▶ Document text:
** START **
= Infrared fixed point =

Low energy fixed point

In physics, an infrared fixed point is a set of coupling constants, or other parameters, that evolve from arbitrary initial values at very high energies (short distance) to fixed, stable values, usually predictable, at low energies (large distance). This usually involves the use of the renormalization group, which specifically details the way parameters in a physical system (a quantum field theory) depend on the energy scale being probed.

Conversely, if the length-scale decreases and the physical parameters approach fixed values, then we have ultraviolet fixed points. The fixed points are generally independent of the initial values of the parameters over a large range of the initial values. This is known as universality.

==Statistical physics==
In the statistical physics of second order phase transitions, the physical system approaches an infrared fixed point that is independent of the
initial short distance dynamics that defines the material. This determines the properties of the phase transition at the critical temperature, or critical point. Observables, such as critical exponents usually depend only upon dimension of space, and are independent of the atomic or molecular constituents.
** END **
▶ Exercise requirements: Carry on the article on infrared fixed points, picking up right after its final sentence.

(Records)
** START **
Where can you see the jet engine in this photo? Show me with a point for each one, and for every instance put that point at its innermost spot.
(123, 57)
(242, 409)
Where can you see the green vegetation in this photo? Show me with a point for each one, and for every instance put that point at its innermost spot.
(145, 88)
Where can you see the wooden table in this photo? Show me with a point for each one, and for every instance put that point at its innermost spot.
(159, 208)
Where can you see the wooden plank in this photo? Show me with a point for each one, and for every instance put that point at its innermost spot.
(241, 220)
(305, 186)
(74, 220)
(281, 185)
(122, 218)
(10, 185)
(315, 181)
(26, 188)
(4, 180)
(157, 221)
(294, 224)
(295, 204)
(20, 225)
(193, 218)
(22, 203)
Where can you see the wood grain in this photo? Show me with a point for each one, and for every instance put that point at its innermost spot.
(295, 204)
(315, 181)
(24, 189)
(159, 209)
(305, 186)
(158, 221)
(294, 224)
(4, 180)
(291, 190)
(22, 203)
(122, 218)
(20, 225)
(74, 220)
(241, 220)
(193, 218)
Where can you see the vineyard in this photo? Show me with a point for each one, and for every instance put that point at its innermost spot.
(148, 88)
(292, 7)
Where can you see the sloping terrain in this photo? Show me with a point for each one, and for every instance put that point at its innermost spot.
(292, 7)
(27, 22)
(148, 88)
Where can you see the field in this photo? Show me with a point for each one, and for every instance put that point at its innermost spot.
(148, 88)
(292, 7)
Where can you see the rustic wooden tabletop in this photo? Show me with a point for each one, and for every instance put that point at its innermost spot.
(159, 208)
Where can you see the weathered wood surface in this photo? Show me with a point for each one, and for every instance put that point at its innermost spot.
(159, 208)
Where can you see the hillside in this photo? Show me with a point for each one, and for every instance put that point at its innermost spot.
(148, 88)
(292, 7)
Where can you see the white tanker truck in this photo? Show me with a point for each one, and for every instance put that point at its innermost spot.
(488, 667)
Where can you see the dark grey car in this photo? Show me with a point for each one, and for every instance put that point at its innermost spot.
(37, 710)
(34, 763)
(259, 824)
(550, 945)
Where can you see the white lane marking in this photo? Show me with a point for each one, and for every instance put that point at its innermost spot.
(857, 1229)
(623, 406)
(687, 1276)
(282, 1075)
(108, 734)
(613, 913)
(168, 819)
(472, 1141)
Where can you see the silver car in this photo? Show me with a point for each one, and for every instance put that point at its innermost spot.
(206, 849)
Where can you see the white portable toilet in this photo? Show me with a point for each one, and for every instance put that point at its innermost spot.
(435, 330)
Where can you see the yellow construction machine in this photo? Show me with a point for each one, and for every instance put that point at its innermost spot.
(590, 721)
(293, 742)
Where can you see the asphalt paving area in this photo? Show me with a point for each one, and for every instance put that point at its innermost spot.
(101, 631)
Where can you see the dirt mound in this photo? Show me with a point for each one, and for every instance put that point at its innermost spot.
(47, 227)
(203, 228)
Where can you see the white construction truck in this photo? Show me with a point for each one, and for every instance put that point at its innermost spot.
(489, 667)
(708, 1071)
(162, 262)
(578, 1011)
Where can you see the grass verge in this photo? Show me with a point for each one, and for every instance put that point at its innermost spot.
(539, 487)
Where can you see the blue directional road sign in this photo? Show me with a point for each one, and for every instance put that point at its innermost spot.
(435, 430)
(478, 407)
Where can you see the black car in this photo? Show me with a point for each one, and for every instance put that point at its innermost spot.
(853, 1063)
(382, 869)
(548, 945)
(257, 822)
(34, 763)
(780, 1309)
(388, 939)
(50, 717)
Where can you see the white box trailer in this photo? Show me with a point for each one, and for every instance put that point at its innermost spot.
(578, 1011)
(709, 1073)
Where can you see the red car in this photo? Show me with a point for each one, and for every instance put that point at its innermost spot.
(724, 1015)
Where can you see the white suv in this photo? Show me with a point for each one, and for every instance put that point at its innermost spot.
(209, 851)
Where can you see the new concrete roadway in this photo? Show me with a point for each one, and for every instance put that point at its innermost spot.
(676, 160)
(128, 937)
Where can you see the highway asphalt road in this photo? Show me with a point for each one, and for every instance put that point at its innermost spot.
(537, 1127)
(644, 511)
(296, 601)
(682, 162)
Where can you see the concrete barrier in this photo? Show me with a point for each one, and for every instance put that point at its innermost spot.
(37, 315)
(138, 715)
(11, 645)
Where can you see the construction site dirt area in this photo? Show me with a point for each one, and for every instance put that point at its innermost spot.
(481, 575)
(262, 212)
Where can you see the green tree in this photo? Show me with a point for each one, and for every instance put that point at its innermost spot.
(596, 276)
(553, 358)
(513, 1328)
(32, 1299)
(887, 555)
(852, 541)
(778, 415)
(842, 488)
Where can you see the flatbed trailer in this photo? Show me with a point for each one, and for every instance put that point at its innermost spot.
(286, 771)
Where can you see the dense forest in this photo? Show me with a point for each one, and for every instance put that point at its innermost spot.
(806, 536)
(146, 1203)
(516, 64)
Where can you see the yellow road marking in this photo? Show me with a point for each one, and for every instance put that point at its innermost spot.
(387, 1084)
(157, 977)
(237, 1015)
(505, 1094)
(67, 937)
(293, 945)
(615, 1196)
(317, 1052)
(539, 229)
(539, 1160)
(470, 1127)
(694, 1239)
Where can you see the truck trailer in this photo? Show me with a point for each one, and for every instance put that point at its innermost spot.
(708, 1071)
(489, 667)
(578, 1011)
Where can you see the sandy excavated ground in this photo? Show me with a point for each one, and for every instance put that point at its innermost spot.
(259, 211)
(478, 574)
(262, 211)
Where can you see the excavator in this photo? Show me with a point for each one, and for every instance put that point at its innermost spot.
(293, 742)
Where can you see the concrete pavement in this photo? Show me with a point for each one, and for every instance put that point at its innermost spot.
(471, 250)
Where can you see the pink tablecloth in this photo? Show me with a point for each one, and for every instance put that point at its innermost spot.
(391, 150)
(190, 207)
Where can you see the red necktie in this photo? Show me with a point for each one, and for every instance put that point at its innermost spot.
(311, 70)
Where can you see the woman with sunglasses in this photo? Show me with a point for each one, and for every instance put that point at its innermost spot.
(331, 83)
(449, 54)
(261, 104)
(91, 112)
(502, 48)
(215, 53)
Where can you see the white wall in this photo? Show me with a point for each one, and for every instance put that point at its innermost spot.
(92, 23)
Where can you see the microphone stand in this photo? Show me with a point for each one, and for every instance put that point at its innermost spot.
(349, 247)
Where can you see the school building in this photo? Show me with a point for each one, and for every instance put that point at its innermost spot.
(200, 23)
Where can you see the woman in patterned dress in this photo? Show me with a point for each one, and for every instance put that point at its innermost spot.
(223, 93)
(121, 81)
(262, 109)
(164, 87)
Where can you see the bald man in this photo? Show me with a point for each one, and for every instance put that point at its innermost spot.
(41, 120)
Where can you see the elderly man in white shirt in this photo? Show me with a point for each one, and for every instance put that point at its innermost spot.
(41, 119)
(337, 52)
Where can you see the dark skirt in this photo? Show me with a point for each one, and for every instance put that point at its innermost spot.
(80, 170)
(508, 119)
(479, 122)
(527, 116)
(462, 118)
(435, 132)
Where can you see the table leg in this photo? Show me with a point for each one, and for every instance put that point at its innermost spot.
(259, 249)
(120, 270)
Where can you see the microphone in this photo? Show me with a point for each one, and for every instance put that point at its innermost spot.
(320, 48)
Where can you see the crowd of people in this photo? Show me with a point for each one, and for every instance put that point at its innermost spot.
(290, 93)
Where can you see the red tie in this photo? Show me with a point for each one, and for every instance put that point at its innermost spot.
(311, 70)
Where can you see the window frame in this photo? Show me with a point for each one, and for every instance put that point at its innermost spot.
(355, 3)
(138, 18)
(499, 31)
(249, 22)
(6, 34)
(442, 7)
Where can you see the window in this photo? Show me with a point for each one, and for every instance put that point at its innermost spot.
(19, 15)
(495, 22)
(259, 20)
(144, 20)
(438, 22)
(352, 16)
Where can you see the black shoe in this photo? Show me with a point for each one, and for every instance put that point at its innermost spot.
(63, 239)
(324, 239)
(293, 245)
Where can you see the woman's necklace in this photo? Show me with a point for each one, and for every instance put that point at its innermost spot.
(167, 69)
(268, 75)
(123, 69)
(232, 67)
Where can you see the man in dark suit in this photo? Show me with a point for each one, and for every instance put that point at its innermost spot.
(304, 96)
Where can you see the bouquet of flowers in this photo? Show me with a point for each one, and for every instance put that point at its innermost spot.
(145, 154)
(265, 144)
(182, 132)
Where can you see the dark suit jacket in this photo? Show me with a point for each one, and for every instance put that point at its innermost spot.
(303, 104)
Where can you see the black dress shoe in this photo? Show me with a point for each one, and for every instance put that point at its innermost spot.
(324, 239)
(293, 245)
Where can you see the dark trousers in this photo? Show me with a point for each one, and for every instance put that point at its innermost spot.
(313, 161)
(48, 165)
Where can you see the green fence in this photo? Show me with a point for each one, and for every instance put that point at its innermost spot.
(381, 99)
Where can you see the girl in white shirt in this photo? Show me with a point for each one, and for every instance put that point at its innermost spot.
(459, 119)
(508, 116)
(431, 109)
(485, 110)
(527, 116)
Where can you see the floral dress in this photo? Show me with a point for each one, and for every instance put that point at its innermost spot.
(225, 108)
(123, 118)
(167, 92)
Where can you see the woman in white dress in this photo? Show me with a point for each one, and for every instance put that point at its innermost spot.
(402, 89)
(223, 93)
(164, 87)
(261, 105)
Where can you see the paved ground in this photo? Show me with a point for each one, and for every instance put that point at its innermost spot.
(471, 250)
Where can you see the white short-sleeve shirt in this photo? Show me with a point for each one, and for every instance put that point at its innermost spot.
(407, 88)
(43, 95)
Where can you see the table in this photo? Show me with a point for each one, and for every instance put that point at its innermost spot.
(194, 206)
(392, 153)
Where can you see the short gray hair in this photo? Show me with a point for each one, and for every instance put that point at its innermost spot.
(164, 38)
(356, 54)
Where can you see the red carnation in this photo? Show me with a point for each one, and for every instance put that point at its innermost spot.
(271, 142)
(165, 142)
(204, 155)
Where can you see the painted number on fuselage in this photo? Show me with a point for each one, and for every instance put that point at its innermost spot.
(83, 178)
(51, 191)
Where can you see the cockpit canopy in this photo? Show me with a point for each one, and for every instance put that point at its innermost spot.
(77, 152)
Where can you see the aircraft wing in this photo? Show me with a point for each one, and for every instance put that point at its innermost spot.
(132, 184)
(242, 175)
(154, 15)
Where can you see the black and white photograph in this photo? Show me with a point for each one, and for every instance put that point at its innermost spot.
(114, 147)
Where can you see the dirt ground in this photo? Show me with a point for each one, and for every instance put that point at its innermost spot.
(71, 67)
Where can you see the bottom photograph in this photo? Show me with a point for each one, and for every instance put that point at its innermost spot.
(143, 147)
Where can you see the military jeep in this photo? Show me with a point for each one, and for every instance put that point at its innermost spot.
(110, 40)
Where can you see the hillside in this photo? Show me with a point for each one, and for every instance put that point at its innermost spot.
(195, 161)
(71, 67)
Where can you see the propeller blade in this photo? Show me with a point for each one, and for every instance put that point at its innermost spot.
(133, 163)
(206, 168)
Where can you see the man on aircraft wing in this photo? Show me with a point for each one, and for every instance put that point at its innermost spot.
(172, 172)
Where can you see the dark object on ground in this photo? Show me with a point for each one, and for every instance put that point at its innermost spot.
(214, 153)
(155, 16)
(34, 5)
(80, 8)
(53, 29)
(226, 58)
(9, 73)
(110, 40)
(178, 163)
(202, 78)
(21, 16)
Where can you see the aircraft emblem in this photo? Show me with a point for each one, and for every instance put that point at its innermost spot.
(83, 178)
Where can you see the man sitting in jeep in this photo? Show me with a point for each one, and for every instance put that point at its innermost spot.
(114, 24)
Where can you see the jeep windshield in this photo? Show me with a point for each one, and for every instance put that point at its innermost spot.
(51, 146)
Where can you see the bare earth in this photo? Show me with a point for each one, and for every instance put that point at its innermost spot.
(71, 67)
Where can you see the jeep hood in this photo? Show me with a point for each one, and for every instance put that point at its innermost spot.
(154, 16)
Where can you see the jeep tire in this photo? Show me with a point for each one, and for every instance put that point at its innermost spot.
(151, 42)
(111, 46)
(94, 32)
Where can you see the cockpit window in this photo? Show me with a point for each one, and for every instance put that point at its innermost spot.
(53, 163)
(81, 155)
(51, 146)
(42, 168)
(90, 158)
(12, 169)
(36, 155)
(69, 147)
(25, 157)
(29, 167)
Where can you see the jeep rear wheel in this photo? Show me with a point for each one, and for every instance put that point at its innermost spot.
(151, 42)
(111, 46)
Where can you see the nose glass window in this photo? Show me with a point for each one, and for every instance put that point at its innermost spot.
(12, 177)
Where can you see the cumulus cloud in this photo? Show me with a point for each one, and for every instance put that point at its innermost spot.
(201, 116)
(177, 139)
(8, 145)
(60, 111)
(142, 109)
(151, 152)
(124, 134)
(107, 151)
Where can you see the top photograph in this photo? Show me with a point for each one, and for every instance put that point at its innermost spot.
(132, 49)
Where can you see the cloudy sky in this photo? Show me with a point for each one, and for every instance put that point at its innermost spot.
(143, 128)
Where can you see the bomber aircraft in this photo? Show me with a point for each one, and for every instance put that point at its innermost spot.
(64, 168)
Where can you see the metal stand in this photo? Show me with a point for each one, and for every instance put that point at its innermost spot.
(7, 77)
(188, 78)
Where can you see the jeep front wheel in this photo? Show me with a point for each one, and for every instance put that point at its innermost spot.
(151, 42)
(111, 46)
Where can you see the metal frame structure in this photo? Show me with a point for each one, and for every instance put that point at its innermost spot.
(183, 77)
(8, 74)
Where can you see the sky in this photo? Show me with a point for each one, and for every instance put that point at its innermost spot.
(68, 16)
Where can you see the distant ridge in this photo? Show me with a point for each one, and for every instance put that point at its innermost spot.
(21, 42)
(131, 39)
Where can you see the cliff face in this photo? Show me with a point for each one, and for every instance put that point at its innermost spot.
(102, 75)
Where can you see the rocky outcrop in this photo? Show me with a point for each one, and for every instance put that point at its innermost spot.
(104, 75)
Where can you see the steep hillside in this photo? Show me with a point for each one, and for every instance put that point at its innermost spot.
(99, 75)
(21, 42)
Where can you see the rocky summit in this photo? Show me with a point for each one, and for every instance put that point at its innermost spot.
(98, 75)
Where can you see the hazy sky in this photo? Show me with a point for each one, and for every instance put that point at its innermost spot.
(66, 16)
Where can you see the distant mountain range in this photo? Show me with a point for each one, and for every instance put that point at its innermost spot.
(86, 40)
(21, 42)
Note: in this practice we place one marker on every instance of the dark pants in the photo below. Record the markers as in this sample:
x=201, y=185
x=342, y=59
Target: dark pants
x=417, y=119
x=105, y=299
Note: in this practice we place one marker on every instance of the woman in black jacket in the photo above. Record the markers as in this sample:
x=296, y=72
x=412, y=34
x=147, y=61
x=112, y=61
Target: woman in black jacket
** END **
▶ In response:
==Top Quark==

In the Standard Model, quarks and leptons have "Yukawa couplings" to the Higgs boson which determine the masses of the particles. Most of the quarks' and leptons' Yukawa couplings are small compared to the top quark's Yukawa coupling. Yukawa couplings are not constants and their properties change depending on the energy scale at which they are measured, this is known as running of the constants. The dynamics of Yukawa couplings are determined by the renormalization group equation:

$\ \mu\ \frac{\partial}{\partial\mu}\ y_q \approx \frac{ y_q }{\ 16\pi^2\ }\left(\frac{\ 9\ }{2}y_q^2 - 8 g_3^2\right)\ ,$

where $\ g_3$ is the color gauge coupling (which is a function of $\ \mu$ and associated with asymptotic freedom ) and $\ y_q$ is the Yukawa coupling for the quark $\ q \in \{ \mathrm{u, b, t} \}~.$ This equation describes how the Yukawa coupling changes with energy scale $\ \mu ~.$

A more complete version of the same formula is more appropriate for the top quark:
 $\ \mu\ \frac{\ \partial}{\partial\mu}\ y_\mathrm{t} \approx \frac{\ y_\text{t}\ }{16\ \pi^2}\left(\frac{\ 9\ }{2}y_\mathrm{t}^2 - 8 g_3^2- \frac{\ 9\ }{4}g_2^2 - \frac{\ 17\ }{20} g_1^2 \right)\ ,$

where g_{2} is the weak isospin gauge coupling and g_{1} is the weak hypercharge gauge coupling. For small or near constant values of g_{1} and g_{2} the qualitative behavior is the same.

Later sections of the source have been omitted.